Assigned task - Search the records below for the string "mane" and report only the number of lines that contain it.

** Records provided follows **

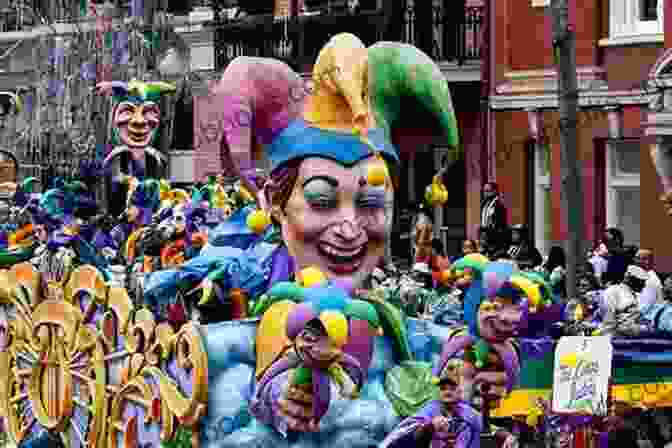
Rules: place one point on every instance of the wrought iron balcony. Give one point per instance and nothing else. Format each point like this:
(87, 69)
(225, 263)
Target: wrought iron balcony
(437, 30)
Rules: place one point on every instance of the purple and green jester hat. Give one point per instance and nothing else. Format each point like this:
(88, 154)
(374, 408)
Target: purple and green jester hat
(136, 118)
(328, 307)
(56, 210)
(360, 95)
(349, 115)
(145, 195)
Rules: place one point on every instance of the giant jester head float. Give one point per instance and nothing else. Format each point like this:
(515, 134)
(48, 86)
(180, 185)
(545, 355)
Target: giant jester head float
(136, 117)
(329, 151)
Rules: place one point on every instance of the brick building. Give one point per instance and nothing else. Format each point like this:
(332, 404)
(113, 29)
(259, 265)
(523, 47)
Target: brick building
(621, 61)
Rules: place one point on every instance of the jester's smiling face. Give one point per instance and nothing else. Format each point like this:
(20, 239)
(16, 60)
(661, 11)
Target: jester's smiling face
(314, 346)
(499, 319)
(137, 122)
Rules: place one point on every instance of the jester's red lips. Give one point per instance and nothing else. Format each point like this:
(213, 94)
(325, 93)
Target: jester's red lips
(495, 328)
(342, 260)
(136, 137)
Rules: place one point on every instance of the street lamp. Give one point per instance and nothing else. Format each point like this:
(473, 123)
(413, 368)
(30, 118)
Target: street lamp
(615, 121)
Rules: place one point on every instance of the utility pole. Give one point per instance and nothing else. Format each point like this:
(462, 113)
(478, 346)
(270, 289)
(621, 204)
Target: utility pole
(564, 48)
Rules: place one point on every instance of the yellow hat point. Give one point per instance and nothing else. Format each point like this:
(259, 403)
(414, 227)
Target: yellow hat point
(337, 327)
(310, 276)
(377, 174)
(206, 296)
(446, 276)
(258, 221)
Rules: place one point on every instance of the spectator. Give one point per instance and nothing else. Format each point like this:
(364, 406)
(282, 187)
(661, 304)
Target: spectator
(439, 260)
(522, 250)
(598, 261)
(422, 232)
(493, 244)
(493, 212)
(468, 247)
(653, 290)
(555, 268)
(621, 305)
(667, 288)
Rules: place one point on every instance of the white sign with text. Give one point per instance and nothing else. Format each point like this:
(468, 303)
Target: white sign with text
(581, 375)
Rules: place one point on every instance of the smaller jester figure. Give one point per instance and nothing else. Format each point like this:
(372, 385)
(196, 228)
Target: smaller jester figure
(497, 306)
(136, 120)
(318, 330)
(442, 423)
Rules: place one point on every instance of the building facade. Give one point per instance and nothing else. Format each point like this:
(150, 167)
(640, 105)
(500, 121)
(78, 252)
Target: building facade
(621, 59)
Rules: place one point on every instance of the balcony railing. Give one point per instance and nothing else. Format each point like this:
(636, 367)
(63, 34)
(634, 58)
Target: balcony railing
(441, 33)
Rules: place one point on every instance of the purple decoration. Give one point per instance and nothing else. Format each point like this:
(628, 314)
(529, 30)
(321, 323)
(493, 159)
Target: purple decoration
(56, 87)
(28, 103)
(137, 8)
(282, 266)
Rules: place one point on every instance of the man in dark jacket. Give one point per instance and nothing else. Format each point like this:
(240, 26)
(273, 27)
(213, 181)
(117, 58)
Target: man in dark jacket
(522, 249)
(493, 212)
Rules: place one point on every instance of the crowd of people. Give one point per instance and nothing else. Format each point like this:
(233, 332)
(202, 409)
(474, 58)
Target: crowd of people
(612, 278)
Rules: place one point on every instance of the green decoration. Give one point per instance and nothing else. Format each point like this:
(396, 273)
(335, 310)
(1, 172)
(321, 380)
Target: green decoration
(409, 387)
(397, 70)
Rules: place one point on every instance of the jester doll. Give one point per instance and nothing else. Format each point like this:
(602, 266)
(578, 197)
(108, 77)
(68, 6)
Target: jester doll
(498, 302)
(135, 122)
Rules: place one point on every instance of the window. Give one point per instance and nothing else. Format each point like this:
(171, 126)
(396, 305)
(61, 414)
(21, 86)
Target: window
(543, 208)
(629, 18)
(623, 188)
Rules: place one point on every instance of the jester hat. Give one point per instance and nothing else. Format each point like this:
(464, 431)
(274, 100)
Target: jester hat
(135, 92)
(357, 96)
(145, 195)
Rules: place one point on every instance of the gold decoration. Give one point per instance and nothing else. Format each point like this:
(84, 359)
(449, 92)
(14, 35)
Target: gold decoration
(78, 359)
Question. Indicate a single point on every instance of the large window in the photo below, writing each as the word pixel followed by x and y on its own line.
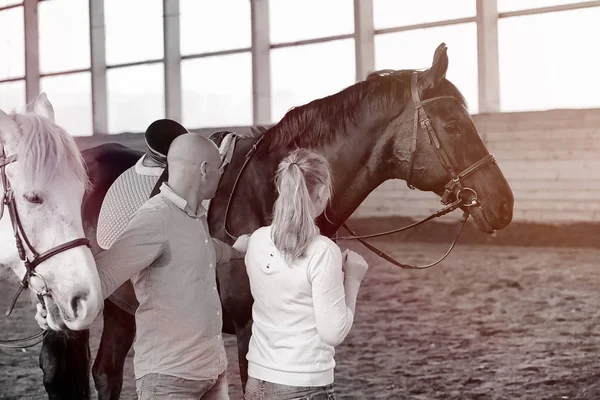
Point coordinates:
pixel 71 98
pixel 208 26
pixel 12 43
pixel 136 97
pixel 394 13
pixel 548 60
pixel 217 91
pixel 64 27
pixel 12 96
pixel 514 5
pixel 293 20
pixel 133 35
pixel 414 50
pixel 301 74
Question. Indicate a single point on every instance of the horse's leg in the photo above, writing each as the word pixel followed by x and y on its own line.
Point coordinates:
pixel 234 289
pixel 117 337
pixel 65 362
pixel 243 334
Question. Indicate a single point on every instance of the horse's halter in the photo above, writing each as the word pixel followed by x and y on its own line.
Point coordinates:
pixel 455 185
pixel 8 200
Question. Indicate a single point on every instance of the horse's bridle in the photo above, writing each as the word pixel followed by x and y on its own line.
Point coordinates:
pixel 454 187
pixel 421 119
pixel 8 200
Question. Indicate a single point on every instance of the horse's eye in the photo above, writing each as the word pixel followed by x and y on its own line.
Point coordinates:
pixel 452 129
pixel 34 198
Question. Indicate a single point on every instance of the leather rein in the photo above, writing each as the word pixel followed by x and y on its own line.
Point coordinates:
pixel 9 201
pixel 454 188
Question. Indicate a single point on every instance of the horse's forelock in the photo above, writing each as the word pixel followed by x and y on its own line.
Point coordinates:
pixel 46 150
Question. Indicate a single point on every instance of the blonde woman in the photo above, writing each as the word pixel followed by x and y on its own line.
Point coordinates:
pixel 304 289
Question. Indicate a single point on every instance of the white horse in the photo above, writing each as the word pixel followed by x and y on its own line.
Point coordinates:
pixel 46 175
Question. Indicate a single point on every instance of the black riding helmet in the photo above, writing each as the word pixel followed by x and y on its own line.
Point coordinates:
pixel 159 136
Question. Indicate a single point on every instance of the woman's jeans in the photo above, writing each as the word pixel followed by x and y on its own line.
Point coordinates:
pixel 257 389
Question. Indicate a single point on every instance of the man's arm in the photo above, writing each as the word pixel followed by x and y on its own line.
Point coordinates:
pixel 140 244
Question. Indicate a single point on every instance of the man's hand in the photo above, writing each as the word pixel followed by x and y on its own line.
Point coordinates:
pixel 241 244
pixel 40 317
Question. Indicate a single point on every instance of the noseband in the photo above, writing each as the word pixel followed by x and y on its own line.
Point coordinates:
pixel 9 201
pixel 454 186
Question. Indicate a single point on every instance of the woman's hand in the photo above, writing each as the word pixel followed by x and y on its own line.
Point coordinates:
pixel 240 246
pixel 354 265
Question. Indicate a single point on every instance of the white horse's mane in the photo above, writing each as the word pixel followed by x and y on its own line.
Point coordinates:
pixel 46 151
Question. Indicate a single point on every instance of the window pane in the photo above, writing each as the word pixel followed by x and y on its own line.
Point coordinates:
pixel 304 73
pixel 4 3
pixel 134 30
pixel 136 97
pixel 12 96
pixel 203 29
pixel 542 67
pixel 292 20
pixel 414 50
pixel 394 13
pixel 513 5
pixel 64 35
pixel 217 91
pixel 12 43
pixel 71 98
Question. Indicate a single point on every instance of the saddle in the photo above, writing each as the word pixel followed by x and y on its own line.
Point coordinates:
pixel 142 181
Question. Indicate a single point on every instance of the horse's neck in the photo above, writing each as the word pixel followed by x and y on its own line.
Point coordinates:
pixel 361 163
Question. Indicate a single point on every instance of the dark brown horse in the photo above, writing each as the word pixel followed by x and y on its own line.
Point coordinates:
pixel 367 133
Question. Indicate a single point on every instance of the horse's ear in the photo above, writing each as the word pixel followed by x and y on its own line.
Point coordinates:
pixel 42 106
pixel 434 75
pixel 7 126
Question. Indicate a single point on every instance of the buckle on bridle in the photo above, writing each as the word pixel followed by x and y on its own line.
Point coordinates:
pixel 473 201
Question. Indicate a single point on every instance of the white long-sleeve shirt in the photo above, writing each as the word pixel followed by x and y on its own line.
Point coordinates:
pixel 299 312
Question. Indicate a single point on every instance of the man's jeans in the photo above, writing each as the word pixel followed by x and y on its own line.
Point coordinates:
pixel 159 386
pixel 261 390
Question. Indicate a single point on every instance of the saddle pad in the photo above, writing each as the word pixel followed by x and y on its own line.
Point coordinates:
pixel 131 189
pixel 125 196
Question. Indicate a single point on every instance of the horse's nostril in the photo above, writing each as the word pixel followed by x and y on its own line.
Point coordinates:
pixel 506 209
pixel 76 302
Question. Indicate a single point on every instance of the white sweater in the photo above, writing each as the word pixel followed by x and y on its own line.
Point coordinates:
pixel 299 312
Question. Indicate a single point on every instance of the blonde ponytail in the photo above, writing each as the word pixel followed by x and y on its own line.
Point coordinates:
pixel 298 178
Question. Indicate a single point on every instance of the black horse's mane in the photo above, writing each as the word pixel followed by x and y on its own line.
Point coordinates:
pixel 383 93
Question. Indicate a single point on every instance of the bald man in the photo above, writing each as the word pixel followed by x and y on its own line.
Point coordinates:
pixel 170 258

** End of Records provided **

Response box - 2